Passage to read:
▽

Every day, with every decision you make, something happens that you rarely notice: your mind isn't a mirror of reality. It interprets, filters, adjusts, and often distorts without your awareness. These are cognitive biases: mental shortcuts your brain uses to survive, but which sometimes betray you. They aren't signs of a lack of intelligence or laziness; they are evolutionary strategies that worked when the world was simpler, more immediate, and more dangerous. Today, in a world saturated with information and conflicting narratives, these shortcuts can become silent traps that determine what you believe, what you feel, and how you act.
See what you want to see
Each bias has a name, a form, a pattern, but they all share something: they make you believe that you see reality as it is, when in reality you see what your brain wants you to see, what reassures you, what confirms what you already believe.

△

Stated exercise A:
Output the part of the passage on cognitive biases that opens with the words containing "Every day, with" and closes with "how you act.", copied word for word.
The passage on cognitive biases and the rows that come after it have no connection to each other.

Material provided:

▽

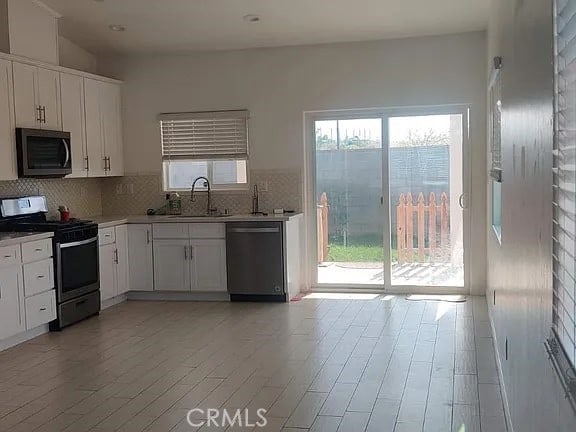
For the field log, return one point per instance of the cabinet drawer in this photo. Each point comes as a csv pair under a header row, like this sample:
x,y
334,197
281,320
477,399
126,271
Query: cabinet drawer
x,y
9,256
106,236
40,309
210,231
38,277
36,251
171,231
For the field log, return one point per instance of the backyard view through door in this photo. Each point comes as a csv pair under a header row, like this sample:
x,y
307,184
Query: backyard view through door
x,y
417,162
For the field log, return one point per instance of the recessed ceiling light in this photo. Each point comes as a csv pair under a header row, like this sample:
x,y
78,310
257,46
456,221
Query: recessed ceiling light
x,y
252,18
117,27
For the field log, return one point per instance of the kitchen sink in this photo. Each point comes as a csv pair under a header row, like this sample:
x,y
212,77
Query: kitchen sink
x,y
199,216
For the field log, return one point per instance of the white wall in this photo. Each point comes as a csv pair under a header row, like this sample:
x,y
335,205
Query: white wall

△

Stated exercise B:
Return every line of the rows in Block 1 unchanged, but leave the picture out of your answer.

Complete answer A:
Every day, with every decision you make, something happens that you rarely notice: your mind isn't a mirror of reality. It interprets, filters, adjusts, and often distorts without your awareness. These are cognitive biases: mental shortcuts your brain uses to survive, but which sometimes betray you. They aren't signs of a lack of intelligence or laziness; they are evolutionary strategies that worked when the world was simpler, more immediate, and more dangerous. Today, in a world saturated with information and conflicting narratives, these shortcuts can become silent traps that determine what you believe, what you feel, and how you act.

Complete answer B:
For the field log, return one point per instance of the cabinet drawer in this photo. Each point comes as a csv pair under a header row, like this sample:
x,y
334,197
281,320
477,399
126,271
Query: cabinet drawer
x,y
9,256
106,236
40,309
210,231
38,277
36,251
171,231
For the field log, return one point per instance of the backyard view through door in this photo. Each point comes as a csv pair under a header row, like this sample:
x,y
307,184
Query: backyard view through door
x,y
417,162
For the field log, return one point per instance of the recessed ceiling light in this photo. Each point comes as a csv pair under a header row, like this sample:
x,y
78,310
257,46
456,221
Query: recessed ceiling light
x,y
252,18
117,27
For the field log, return one point per instance of the kitchen sink in this photo. Each point comes as a csv pair under a header row, like this sample:
x,y
212,77
Query: kitchen sink
x,y
199,216
For the field log, return one point per instance of the white wall in this photo. Each point comes as a csv pair under a header row, like this sample:
x,y
335,205
Query: white wall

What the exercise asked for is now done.